— BEGIN Given passage —

After consolidating within a “Macro Triangular market structure” for most of 2024, LINK broke out to levels above $25 before entering a downtrend that has pushed the price back inside the pattern.

The current price movement is what the analyst describes as a “volatile post-breakout retest.” As per the data, LINK created a “downside deviation” into a historical demand area.

The key factor deciding Chainlink’s next major move appears to be its ability to maintain support at the current demand zone highlighted by Rekt Capital.

This historical demand area around $14.34 has previously served as a foundation for price recovery.

This was notably seen during the mid-2021 period when LINK produced downside wicks into this region before recovering.

“LINK is in the process of retesting this general region as new support,” Rekt Capital explains.

He emphasized that the token “needs to successfully continue to hold this area as support to position itself for upside going forward.”

Source: Rekt Capital

What makes this support particularly important is its role in potentially allowing LINK to retest the upper boundary of its triangular market structure.

“More importantly, this retest of the green area as support is essential to position LINK for a successful retest of the top of its triangular market structure,” the analyst notes.

Fellow analyst BullishBanter shares a similar view of the current support level. He described it as a “key demand zone” where “price swept liquidity.”

— END Given passage —
— BEGIN Data rows —

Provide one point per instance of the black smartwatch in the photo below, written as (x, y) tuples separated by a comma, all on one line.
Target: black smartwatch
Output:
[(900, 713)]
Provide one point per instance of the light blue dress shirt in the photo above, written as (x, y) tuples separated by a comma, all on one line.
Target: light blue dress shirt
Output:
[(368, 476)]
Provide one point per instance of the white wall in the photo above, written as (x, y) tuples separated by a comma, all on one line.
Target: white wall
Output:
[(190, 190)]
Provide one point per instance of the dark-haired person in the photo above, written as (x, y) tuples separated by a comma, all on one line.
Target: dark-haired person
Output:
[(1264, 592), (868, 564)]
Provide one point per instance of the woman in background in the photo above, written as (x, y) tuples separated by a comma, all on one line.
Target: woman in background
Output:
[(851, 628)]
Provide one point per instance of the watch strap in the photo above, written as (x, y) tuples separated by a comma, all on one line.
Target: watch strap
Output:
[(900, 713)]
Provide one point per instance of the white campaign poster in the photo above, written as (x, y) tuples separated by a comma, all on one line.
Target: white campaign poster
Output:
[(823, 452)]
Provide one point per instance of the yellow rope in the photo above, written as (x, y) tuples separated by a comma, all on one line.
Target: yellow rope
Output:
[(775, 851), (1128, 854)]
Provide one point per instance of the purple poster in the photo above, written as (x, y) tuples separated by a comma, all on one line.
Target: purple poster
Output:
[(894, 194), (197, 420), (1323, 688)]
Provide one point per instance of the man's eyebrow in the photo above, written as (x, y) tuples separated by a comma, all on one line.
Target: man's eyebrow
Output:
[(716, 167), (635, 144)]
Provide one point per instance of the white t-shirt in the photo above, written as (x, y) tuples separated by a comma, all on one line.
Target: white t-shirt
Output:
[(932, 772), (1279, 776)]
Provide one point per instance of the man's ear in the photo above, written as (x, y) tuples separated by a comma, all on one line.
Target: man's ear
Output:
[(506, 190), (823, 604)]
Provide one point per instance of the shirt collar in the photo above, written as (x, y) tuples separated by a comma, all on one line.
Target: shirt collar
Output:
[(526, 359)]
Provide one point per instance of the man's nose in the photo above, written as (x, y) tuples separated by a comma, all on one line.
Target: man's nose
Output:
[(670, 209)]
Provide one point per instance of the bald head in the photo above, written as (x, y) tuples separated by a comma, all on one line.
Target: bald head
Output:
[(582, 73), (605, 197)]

— END Data rows —

List every phrase or sentence that appears inside quotation marks in the passage on Chainlink's price. The records are not used in any way here.

- "Macro Triangular market structure"
- "volatile post-breakout retest."
- "downside deviation"
- "LINK is in the process of retesting this general region as new support,"
- "needs to successfully continue to hold this area as support to position itself for upside going forward."
- "More importantly, this retest of the green area as support is essential to position LINK for a successful retest of the top of its triangular market structure,"
- "key demand zone"
- "price swept liquidity."